The agent drives the canvas with three MCP tools (`canvas_open`,
`canvas_write`, `canvas_close`) and observes the catalog via a fourth
(`canvas_list`). The admin SPA at `/admin/canvas/<name>` subscribes to a
`CANVAS` WebSocket subsystem; every `canvas.updated` / `canvas.opened` /
`canvas.closed` event invalidates the relevant React Query cache key and
re-fetches the page. The render path is `react-markdown@9` + `remark-gfm` +
`rehype-raw`, with a curated `components` prop dispatching the shortcodes
listed below.

Canvas lifecycle:

1. `canvas_open("plan-x")` — idempotent claim. Creates the tree on first
   call; returns the existing metadata on subsequent calls. The returned
   `url` is the page the operator opens in a browser tab.
2. `canvas_write("plan-x", markdown_body)` — last-write-wins atomic replace
   of `pages/index.md`. Publishes `canvas.updated` on the event bus, which
   the SPA picks up within ~100ms.
3. `canvas_close("plan-x")` — marks the canvas closed in `meta.json`.
   Subsequent `canvas_write` calls return `{"code": "closed"}`. Files are
   NOT deleted; closure is a soft state.

The agent owns page writes; the browser can submit DECISIONS via
`<choice>`/`<approve>` when a decision is declared. See the
**Two-Way Decisions** section below and the `canvas-decision` skill.

## Invariant Principles

1. **Decisions are two-way; the agent declares and awaits.** When you need an
   operator decision, the agent declares it (`canvas_decision_open`), renders a
   live `<choice>`/`<approve>` control, and awaits the submission
   (`canvas_decision_await`); the browser submits back to the awaiting session.
   Only the session **main context** declares and awaits — never a subagent.
   See the `canvas-decision` skill for the full when-to-use boundary.
2. **Writes are full-body, last-write-wins — but decision state is exempt.**
   `canvas_write` atomically replaces all of `pages/index.md`; there are no
   incremental patches. Each call MUST carry the complete intended page,
   because the previous content is discarded. Sending a partial body silently
   erases the rest of the page. Declared-decision state lives in `meta.json`,
   NOT in the page body, so `canvas_write` does NOT touch it: a pending
   decision survives every page rewrite.

-------

CHALLENGE 1
In the canvas passage, what happens to a canvas's files when `canvas_close` is called?

-------

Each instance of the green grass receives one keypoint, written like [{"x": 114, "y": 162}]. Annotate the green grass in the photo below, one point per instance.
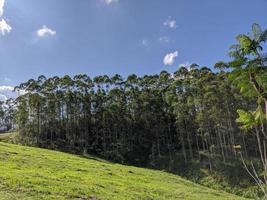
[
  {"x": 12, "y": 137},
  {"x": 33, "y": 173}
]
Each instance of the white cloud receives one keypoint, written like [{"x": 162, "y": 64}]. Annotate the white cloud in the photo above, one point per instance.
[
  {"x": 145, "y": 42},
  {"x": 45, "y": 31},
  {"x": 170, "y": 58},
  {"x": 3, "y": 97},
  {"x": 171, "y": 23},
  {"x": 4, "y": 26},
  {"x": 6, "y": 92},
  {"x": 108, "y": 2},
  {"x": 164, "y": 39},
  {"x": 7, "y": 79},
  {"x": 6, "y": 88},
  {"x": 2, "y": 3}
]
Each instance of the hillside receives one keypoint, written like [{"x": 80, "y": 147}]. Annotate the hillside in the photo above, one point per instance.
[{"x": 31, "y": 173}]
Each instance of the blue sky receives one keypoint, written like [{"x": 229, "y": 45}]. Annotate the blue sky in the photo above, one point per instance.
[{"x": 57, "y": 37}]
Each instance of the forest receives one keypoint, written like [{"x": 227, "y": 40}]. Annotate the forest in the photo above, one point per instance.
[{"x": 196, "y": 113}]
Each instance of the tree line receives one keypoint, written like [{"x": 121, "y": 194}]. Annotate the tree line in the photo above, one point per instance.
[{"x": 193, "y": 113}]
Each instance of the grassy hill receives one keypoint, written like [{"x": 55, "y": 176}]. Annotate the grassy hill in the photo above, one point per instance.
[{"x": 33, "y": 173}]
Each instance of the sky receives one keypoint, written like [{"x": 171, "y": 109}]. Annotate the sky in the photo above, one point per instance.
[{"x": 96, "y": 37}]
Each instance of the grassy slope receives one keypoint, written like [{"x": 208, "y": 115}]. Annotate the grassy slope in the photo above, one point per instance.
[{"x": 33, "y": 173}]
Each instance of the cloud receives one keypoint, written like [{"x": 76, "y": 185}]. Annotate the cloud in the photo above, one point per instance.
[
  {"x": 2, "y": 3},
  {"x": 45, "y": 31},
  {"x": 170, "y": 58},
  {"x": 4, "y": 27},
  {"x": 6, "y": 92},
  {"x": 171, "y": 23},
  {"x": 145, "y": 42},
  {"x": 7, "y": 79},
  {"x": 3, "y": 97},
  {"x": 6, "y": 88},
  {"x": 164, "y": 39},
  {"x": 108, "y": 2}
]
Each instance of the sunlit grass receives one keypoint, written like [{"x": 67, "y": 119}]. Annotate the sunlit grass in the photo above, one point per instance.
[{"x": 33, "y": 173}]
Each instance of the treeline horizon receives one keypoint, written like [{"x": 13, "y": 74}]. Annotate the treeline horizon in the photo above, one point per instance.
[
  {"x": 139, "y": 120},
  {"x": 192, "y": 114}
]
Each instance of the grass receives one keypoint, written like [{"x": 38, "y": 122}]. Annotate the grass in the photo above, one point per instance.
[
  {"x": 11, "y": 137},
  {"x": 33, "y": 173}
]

-------

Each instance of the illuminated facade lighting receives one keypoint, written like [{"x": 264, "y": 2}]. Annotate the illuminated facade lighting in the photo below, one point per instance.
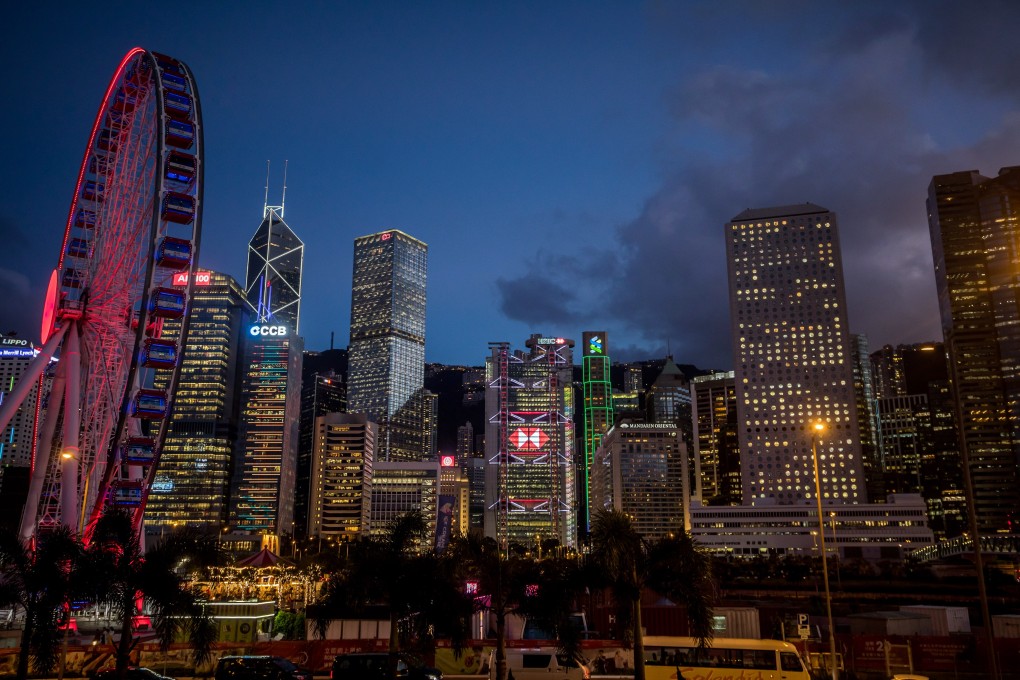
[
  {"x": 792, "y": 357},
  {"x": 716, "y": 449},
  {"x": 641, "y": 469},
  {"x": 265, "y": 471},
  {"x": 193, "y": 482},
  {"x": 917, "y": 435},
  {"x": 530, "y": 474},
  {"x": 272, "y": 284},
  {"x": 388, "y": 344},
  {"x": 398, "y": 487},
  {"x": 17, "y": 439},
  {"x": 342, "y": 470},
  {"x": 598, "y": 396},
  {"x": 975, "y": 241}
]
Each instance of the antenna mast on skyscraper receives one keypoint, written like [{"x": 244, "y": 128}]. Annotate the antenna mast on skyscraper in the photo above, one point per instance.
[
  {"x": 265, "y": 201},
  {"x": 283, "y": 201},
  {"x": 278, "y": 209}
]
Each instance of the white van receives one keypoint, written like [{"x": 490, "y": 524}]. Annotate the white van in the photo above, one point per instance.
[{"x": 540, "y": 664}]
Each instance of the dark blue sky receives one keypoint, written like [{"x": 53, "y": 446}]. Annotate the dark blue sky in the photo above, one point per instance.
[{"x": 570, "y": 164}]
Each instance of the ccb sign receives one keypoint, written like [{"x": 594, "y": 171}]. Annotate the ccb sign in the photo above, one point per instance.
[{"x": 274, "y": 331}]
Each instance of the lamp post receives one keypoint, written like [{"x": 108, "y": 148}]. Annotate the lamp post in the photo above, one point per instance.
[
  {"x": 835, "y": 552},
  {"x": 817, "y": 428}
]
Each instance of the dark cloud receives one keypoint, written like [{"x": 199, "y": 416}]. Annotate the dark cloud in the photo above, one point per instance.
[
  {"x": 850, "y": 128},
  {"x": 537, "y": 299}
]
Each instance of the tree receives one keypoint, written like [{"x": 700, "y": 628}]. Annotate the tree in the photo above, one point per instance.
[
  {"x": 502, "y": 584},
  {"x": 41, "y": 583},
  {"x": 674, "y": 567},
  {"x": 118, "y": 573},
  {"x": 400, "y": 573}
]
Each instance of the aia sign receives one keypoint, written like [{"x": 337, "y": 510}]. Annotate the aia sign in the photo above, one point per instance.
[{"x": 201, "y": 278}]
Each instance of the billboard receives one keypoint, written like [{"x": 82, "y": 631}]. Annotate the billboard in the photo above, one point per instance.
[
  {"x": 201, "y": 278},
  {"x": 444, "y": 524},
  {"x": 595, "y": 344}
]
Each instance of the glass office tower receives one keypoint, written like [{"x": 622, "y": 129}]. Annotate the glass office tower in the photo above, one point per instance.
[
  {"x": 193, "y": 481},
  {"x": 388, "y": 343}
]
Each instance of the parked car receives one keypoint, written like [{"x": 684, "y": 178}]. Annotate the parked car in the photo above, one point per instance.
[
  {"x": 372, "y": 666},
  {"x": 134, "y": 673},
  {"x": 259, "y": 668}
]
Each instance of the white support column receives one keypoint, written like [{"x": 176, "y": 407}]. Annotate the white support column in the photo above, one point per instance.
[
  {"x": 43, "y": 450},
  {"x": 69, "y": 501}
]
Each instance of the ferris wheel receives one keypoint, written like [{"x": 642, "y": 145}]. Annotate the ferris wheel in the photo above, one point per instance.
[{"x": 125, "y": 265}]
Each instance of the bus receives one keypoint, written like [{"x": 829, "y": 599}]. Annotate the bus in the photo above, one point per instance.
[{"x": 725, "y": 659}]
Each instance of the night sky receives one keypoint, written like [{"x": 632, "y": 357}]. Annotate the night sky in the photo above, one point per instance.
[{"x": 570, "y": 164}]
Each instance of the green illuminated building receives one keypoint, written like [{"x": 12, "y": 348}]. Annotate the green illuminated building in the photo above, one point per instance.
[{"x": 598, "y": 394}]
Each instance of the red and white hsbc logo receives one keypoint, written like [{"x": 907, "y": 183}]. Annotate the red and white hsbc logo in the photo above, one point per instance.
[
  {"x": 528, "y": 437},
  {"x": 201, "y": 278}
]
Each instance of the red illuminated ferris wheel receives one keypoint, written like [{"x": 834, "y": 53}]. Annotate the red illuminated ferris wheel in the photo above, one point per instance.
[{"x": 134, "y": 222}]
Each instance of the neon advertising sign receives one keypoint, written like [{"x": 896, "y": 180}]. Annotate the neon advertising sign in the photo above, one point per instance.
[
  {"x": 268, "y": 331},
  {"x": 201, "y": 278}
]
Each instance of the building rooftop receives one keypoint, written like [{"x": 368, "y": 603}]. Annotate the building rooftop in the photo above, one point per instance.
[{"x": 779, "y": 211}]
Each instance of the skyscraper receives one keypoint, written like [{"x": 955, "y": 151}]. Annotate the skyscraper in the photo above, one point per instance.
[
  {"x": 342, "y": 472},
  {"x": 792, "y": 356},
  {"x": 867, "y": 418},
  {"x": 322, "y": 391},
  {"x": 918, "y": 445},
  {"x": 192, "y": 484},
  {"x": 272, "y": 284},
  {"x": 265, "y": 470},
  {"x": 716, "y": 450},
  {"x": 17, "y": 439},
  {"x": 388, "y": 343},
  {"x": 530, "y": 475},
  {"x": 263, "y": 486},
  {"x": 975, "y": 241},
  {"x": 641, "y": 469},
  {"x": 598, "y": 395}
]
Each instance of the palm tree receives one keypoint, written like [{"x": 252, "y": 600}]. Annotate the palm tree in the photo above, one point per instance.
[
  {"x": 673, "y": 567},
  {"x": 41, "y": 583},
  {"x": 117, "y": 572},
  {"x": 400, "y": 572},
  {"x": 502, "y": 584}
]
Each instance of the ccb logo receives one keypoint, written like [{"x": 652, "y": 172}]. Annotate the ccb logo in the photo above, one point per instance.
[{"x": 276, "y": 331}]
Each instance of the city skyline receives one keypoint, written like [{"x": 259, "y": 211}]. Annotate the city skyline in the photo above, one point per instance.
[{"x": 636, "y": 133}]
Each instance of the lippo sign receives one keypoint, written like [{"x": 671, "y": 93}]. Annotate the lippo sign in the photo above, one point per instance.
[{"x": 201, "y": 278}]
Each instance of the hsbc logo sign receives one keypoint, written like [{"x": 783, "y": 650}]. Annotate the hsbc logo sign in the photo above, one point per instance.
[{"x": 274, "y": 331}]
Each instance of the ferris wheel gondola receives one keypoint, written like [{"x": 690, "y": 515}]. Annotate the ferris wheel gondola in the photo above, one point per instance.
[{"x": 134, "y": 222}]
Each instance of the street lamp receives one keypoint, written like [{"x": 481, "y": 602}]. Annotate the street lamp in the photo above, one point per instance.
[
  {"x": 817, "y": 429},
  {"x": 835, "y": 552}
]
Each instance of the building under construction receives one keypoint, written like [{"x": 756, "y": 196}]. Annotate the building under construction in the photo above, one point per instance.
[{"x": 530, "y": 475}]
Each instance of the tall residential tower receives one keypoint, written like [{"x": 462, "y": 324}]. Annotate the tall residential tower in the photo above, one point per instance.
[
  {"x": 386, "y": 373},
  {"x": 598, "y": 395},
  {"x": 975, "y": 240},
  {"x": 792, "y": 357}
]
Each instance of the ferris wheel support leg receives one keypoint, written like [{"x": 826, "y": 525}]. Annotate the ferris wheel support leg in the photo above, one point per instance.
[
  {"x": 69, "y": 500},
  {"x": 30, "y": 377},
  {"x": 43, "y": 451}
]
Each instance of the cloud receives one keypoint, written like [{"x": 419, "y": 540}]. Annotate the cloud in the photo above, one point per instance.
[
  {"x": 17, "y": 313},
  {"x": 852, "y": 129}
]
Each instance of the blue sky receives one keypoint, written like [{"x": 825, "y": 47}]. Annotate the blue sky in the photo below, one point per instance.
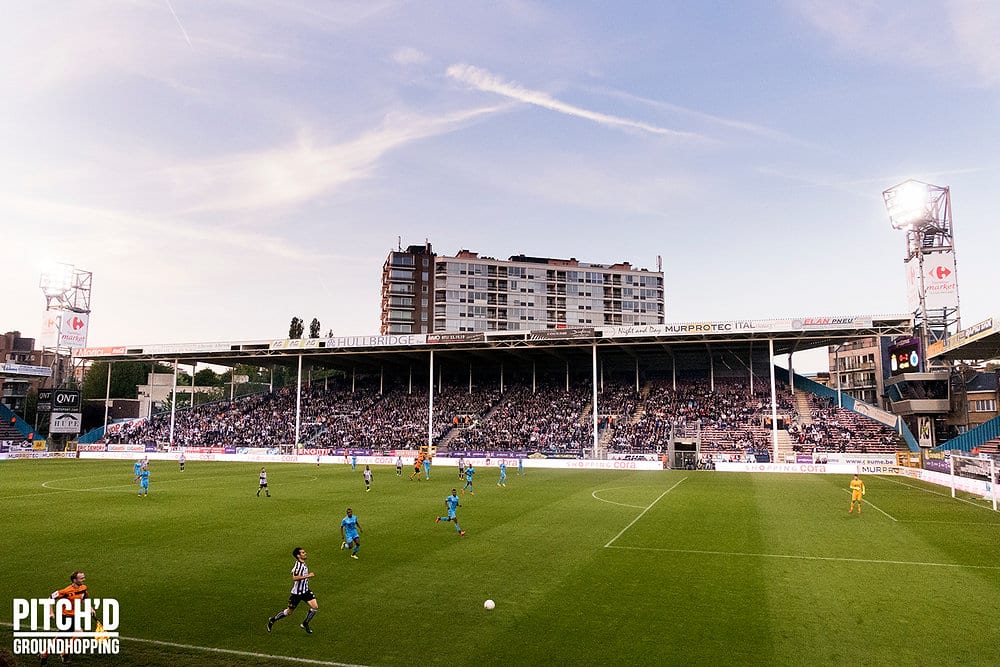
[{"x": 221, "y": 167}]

-------

CHALLENGE 2
Please return each line of the rows that contains the word "support".

WRITTEN SOLUTION 1
They are not deleted, because closure is a soft state.

WRITTEN SOLUTION 2
Each instance of the white support column receives one keypoint, written like [{"x": 176, "y": 407}]. Annotate the white support column in the photo above, one point per instance.
Each instance of the ferris wheel support leg receives one keypoint, written like [{"x": 826, "y": 525}]. Annotate the ferris wheel support leg in the photo above, one point per instance.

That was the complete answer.